[Recorded data]
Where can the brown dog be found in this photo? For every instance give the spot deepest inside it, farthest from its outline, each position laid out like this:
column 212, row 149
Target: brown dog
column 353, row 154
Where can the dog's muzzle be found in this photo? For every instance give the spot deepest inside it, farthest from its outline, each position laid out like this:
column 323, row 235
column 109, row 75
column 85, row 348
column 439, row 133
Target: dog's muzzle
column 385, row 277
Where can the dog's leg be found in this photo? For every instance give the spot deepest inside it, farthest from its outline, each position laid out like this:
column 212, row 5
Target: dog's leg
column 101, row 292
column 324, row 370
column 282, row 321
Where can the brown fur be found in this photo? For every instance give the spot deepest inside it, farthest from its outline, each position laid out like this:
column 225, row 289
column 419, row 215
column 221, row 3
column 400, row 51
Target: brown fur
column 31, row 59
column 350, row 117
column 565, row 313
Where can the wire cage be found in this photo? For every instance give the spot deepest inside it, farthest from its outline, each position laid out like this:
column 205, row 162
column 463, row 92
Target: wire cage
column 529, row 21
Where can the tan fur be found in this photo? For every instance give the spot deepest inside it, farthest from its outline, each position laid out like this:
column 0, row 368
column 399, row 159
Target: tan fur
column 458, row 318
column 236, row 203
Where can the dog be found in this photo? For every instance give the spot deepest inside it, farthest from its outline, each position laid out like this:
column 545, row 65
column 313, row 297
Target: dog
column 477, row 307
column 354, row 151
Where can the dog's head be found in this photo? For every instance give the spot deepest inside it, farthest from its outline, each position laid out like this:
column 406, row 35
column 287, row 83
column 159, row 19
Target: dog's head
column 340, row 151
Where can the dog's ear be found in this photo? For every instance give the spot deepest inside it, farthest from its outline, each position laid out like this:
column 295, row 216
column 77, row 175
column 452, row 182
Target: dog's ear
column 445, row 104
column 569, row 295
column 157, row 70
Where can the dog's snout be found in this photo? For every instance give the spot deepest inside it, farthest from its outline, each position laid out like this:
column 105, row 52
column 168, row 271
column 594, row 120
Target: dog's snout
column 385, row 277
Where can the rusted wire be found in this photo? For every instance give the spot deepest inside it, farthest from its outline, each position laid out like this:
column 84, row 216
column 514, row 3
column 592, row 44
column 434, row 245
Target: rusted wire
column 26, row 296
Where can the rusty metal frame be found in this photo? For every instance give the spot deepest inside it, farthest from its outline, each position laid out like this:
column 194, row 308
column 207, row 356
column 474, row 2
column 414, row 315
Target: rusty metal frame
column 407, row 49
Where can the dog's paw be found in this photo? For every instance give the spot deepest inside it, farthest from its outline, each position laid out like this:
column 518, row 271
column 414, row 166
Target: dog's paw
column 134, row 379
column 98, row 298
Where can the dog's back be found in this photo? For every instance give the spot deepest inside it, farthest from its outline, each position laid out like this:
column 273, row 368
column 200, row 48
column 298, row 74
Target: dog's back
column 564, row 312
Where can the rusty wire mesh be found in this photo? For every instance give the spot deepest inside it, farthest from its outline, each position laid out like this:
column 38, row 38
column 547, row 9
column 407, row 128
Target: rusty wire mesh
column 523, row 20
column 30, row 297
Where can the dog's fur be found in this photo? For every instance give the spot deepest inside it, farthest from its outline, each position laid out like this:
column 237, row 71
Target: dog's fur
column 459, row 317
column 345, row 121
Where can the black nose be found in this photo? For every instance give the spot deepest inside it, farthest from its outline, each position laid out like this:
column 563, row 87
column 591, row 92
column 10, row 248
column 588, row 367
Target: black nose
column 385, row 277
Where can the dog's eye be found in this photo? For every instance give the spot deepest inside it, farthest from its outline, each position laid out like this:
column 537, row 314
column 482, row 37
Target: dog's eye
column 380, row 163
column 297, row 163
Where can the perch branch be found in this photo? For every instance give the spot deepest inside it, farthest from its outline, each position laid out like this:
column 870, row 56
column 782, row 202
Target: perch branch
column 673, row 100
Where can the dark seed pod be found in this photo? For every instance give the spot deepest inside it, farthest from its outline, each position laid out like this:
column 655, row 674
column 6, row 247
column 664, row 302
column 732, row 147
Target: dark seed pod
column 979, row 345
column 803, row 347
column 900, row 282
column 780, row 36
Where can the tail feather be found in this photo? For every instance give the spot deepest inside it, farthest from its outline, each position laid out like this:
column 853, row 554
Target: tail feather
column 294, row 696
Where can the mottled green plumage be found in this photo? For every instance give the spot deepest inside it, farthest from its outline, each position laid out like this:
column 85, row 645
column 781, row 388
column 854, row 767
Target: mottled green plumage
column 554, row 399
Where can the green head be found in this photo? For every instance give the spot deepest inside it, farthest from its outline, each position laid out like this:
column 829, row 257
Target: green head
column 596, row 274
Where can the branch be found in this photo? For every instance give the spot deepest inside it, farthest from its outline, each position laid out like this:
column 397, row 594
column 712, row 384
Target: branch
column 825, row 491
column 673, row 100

### EXERCISE OBJECTIVE:
Retype the listing verbatim, starting at its first line and stopping after the line that contains "column 282, row 321", including both of those lines.

### TASK RESULT:
Where can the brown dog be found in this photo? For every instance give the spot deepest inside it, farthest from its outline, each position laid out like this:
column 212, row 149
Target: brown dog
column 353, row 154
Where can the dog's muzzle be found in this photo? For every instance give the spot deepest inside it, farthest from its outline, each position laid out like this:
column 323, row 235
column 109, row 75
column 85, row 348
column 439, row 133
Target: dog's muzzle
column 385, row 277
Where can the dog's leg be found in this photo? For every instance give the spot deepest inside it, farthest from its outline, each position laid out like this:
column 212, row 5
Target: dog's leg
column 101, row 292
column 324, row 370
column 282, row 321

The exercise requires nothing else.